* _Exercise objective_:
Copy word for word, and only, the lines below from the one with "Task: locate the person" through the last.

(Point localization data)
* * *

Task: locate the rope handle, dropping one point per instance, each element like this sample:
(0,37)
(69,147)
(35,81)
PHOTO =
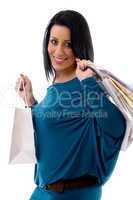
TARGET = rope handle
(26,102)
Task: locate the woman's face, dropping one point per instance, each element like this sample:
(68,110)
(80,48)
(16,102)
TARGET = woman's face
(59,48)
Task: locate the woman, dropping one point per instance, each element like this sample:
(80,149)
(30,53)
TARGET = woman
(78,131)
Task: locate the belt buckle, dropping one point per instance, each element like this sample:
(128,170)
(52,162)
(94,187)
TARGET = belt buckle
(57,187)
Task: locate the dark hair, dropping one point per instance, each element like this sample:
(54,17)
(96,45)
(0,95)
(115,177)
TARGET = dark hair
(81,41)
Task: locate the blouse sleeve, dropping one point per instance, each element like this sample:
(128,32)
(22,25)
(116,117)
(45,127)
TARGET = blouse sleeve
(108,116)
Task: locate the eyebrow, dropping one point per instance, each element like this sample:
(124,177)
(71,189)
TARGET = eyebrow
(57,39)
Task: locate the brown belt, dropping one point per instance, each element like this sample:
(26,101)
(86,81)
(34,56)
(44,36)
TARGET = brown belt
(61,185)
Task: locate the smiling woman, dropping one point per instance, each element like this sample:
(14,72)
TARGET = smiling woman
(76,149)
(60,51)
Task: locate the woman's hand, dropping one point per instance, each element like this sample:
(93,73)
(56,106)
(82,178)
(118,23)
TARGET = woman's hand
(82,71)
(26,82)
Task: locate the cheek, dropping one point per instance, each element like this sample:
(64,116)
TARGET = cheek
(70,54)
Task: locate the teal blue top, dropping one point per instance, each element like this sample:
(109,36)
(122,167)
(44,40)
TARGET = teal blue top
(78,131)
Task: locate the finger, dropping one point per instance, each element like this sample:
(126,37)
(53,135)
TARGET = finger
(77,59)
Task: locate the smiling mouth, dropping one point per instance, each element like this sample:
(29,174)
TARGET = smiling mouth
(59,60)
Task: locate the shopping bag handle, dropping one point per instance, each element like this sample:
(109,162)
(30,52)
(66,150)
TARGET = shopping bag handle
(26,101)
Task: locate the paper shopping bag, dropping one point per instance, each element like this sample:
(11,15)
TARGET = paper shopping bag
(121,95)
(22,142)
(22,148)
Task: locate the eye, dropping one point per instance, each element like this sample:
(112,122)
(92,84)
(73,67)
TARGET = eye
(68,44)
(53,41)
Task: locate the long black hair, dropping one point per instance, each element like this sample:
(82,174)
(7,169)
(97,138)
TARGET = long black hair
(81,42)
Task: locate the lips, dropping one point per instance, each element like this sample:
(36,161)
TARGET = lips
(59,60)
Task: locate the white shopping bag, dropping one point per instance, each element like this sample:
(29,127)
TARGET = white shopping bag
(22,148)
(121,95)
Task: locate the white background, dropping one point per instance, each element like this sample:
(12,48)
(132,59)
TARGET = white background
(22,25)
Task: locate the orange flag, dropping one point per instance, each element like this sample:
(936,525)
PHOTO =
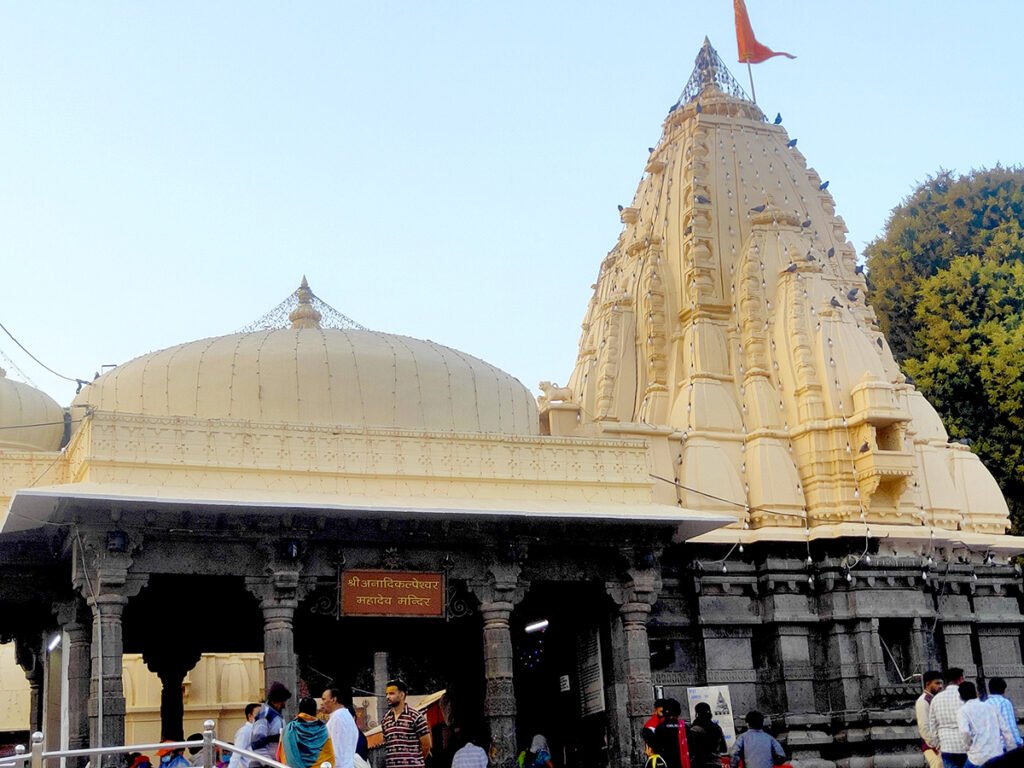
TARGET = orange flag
(751,51)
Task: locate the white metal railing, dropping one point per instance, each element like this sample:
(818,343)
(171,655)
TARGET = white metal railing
(35,757)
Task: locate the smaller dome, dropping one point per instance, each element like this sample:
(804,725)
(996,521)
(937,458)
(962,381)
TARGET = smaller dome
(30,420)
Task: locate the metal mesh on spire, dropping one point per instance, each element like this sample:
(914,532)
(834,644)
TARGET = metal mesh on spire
(710,70)
(280,316)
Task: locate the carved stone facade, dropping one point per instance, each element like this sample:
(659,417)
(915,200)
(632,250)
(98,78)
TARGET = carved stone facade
(737,486)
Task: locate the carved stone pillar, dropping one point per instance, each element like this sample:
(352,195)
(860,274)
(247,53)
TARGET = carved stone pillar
(279,596)
(29,654)
(499,596)
(108,584)
(635,599)
(76,625)
(171,663)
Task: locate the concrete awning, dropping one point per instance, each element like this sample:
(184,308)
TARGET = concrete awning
(31,508)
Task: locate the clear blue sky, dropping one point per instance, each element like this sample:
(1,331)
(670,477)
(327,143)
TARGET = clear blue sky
(445,170)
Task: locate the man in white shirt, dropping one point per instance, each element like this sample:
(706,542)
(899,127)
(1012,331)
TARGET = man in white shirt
(987,736)
(943,720)
(341,725)
(243,738)
(932,681)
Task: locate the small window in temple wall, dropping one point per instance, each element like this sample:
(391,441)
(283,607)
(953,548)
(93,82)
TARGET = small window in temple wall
(889,438)
(895,635)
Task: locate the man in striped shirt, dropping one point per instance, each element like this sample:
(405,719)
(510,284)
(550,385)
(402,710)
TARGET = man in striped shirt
(407,735)
(997,698)
(986,735)
(943,720)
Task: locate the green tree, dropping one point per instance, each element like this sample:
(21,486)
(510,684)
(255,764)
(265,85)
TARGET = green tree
(947,282)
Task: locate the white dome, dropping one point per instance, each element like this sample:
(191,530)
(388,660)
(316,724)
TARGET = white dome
(30,420)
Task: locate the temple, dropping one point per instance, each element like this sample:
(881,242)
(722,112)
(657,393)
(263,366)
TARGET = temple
(735,487)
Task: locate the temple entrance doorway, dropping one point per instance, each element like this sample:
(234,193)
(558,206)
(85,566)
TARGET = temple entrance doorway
(363,652)
(174,622)
(560,642)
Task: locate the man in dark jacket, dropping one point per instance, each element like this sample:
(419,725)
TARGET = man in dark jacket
(706,739)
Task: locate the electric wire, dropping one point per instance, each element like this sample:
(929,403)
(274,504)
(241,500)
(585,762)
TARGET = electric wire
(39,361)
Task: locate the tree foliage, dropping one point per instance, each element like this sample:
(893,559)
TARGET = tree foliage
(947,282)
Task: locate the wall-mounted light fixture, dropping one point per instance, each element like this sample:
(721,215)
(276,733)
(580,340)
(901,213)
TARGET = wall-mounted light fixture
(117,541)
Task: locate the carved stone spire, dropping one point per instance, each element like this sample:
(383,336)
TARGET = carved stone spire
(710,72)
(305,314)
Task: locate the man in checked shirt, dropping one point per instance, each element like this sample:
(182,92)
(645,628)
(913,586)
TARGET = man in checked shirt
(943,719)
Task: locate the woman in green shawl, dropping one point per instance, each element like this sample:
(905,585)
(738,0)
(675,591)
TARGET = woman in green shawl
(304,741)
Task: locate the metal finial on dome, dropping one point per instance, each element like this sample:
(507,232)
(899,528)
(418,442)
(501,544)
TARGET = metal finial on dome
(305,314)
(710,72)
(303,308)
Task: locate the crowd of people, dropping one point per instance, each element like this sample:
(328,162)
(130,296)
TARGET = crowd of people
(957,728)
(960,730)
(670,742)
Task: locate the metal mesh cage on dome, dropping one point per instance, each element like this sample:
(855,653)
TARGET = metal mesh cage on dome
(710,70)
(279,317)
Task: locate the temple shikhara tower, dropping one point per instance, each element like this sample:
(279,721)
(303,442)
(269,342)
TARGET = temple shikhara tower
(736,496)
(731,318)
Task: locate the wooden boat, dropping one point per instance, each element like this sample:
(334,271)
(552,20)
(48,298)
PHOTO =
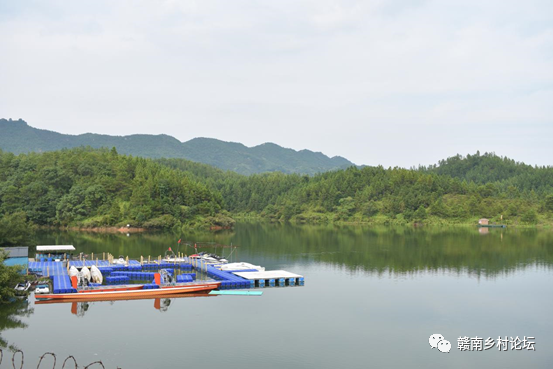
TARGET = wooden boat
(127,294)
(86,274)
(127,287)
(73,272)
(96,275)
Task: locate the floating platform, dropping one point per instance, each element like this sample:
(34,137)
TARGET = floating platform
(237,293)
(271,278)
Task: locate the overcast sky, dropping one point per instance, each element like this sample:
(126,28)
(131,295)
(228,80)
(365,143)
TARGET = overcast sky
(377,82)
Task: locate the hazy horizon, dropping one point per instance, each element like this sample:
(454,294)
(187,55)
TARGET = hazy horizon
(379,83)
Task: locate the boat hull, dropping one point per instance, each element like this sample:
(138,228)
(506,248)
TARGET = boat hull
(130,294)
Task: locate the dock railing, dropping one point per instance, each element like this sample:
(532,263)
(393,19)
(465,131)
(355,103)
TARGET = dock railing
(18,360)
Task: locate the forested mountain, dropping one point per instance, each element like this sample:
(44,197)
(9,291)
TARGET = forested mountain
(18,137)
(88,188)
(375,194)
(505,173)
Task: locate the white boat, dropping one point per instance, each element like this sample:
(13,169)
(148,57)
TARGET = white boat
(42,288)
(86,274)
(241,266)
(21,288)
(73,272)
(96,275)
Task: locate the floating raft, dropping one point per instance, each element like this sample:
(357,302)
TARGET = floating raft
(270,278)
(237,293)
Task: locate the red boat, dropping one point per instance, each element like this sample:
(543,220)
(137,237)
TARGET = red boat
(129,287)
(131,293)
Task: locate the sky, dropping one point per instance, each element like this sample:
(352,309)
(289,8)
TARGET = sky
(392,83)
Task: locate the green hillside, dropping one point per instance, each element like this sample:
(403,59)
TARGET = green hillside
(84,187)
(18,137)
(505,174)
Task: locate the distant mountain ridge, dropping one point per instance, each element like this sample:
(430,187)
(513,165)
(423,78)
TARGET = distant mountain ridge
(17,136)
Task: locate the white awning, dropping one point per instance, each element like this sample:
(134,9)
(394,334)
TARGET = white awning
(56,248)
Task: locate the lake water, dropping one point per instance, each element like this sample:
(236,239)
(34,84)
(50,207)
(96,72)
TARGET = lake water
(372,298)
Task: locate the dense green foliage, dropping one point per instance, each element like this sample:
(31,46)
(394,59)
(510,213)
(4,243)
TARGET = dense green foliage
(85,187)
(91,188)
(9,277)
(18,137)
(504,173)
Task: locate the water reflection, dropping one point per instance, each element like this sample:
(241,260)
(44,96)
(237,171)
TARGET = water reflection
(400,250)
(10,318)
(80,308)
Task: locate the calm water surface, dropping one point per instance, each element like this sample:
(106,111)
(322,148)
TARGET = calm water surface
(372,298)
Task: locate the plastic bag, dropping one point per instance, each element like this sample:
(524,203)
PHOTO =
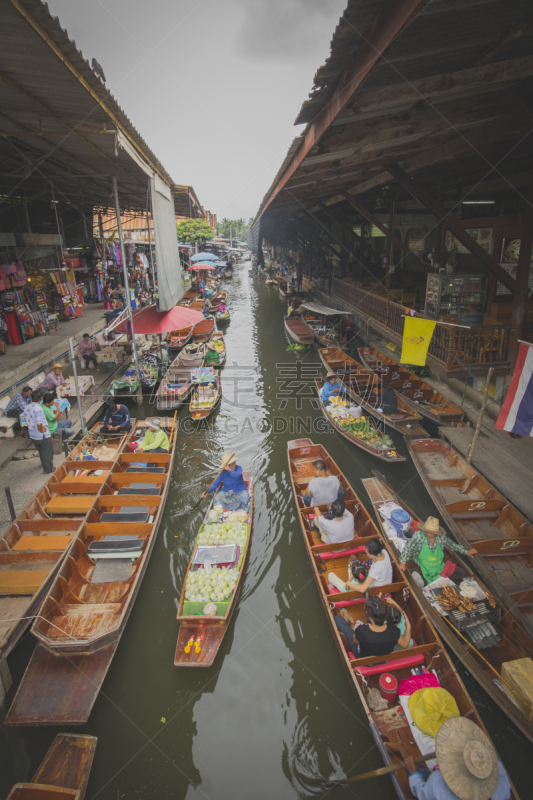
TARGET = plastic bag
(431,707)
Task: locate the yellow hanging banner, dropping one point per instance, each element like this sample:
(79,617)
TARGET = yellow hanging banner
(417,335)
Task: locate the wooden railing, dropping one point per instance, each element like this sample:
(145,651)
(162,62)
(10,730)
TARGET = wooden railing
(452,347)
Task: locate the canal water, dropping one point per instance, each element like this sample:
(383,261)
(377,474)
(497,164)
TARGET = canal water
(277,711)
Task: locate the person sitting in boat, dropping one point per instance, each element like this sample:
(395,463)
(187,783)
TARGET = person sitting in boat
(235,496)
(338,529)
(376,638)
(426,547)
(379,568)
(323,488)
(469,768)
(331,388)
(116,418)
(155,440)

* * *

* _Answer_:
Task: locate the person sitting in boat, dropping one point per instance, each element like this sample:
(395,463)
(187,783)
TARGET = person sitting in boat
(235,496)
(338,529)
(376,638)
(426,547)
(379,568)
(323,488)
(469,768)
(331,388)
(116,418)
(155,440)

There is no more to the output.